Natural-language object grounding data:

··········

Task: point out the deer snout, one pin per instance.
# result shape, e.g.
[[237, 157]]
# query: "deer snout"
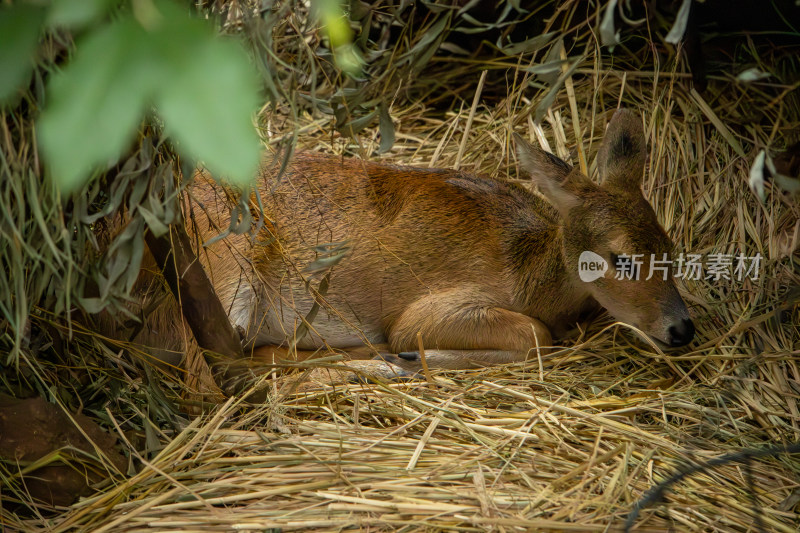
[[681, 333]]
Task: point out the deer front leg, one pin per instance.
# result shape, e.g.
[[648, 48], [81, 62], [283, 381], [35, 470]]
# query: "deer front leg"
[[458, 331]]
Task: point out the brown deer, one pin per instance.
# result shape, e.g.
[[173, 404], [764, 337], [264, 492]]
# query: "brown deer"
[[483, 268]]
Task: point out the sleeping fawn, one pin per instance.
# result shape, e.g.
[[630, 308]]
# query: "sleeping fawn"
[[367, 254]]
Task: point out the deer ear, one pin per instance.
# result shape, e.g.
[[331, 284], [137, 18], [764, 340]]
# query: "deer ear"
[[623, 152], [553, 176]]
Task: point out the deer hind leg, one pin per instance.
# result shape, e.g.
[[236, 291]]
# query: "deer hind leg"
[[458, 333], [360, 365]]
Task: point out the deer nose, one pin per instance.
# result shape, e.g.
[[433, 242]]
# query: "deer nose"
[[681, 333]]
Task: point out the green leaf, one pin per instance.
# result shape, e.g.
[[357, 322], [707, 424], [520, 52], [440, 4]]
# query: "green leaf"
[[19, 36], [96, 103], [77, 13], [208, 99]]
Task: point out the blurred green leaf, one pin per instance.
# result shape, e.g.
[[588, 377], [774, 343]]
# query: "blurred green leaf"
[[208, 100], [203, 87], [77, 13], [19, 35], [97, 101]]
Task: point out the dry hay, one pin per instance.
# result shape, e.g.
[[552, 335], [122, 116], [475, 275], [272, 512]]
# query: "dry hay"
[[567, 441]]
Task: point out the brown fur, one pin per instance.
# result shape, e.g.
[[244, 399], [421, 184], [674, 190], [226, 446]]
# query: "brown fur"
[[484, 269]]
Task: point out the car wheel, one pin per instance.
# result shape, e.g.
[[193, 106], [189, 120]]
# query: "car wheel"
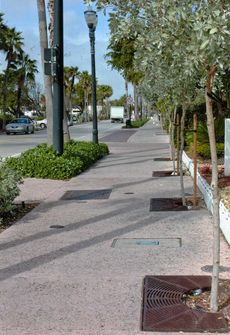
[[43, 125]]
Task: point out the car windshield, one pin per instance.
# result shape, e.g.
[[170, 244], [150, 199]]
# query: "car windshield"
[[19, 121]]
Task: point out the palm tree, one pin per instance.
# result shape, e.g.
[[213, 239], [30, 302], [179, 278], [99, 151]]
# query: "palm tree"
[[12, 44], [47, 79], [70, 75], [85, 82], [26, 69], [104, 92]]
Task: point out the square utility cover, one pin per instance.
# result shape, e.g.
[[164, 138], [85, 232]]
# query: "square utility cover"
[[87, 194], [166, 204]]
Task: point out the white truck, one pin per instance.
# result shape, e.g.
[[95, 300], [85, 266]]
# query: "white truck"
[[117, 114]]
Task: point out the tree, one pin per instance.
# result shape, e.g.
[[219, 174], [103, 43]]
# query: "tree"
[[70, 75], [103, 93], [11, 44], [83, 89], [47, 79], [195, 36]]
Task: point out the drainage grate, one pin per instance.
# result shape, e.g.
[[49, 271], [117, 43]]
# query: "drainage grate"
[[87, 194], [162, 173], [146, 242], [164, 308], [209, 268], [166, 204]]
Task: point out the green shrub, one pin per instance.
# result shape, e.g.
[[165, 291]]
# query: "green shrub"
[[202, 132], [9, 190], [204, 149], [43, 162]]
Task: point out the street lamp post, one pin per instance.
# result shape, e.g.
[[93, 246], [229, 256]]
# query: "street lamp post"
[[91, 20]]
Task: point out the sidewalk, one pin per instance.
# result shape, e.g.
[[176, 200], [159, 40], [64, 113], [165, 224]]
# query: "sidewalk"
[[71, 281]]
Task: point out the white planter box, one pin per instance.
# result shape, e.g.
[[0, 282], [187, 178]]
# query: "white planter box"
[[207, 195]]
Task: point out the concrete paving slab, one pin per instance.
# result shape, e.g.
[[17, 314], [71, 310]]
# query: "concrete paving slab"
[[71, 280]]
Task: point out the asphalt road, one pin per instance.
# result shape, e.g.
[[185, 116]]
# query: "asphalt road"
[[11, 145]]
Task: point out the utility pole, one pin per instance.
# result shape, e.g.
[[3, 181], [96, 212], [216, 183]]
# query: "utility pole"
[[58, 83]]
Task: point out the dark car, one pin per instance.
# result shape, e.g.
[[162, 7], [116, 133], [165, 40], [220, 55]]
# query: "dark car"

··········

About this task:
Identify every line above with the string "dark" in it. Copy those lines.

Response below:
Task: point out the dark car, one pin per instance.
# query: "dark car"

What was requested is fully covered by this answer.